### GOAL OF THE EXERCISE
Please rewrite the records from the line with "Locate every palm" to the line with "[[576, 166, 591, 188]]", replacing "JSON list" with "JSON array" and leaving everything else unchanged.

=== INPUT ===

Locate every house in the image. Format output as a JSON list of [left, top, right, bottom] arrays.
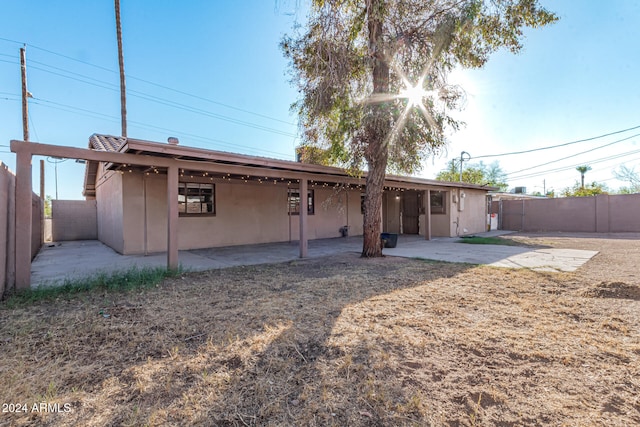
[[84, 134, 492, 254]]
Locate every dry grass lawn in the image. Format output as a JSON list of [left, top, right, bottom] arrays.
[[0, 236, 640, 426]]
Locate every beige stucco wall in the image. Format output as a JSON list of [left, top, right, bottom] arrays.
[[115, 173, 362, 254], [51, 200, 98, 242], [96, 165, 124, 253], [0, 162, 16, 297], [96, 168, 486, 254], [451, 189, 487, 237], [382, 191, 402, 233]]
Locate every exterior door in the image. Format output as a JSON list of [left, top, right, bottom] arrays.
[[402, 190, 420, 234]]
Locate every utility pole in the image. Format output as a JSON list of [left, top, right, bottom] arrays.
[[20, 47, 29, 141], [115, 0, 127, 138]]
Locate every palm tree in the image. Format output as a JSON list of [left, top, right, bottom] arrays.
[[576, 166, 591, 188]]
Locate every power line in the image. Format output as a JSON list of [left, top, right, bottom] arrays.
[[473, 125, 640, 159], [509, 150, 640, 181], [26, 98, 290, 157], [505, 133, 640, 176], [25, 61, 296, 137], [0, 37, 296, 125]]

===
=== INPUT ===

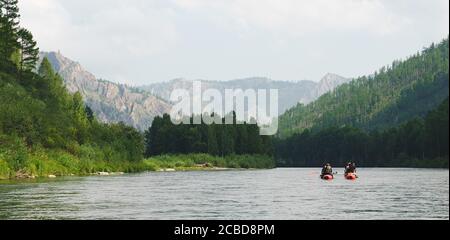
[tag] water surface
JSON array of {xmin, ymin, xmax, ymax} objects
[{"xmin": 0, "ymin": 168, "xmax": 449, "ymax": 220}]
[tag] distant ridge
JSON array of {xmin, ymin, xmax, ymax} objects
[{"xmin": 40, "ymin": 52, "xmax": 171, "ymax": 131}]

===
=== INPUT ===

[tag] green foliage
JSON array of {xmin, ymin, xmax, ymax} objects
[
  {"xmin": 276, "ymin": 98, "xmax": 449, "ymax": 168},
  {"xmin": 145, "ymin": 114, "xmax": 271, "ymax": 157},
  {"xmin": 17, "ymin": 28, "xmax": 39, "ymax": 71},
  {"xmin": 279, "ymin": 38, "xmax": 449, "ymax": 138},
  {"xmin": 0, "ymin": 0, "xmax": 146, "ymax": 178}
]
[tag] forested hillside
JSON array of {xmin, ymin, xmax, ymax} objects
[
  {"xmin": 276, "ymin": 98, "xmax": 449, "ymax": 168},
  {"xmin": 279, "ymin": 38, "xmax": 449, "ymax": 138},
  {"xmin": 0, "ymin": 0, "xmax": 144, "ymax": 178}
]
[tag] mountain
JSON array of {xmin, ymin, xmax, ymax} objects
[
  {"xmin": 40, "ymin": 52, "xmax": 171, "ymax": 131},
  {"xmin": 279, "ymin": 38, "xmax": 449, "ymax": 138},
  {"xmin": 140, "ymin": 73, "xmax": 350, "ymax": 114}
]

===

### SOLUTION TO THIS TASK
Locate every palm tree in the image. Format output as a JSON array of [left, top, right, bottom] arrays.
[[576, 166, 591, 188]]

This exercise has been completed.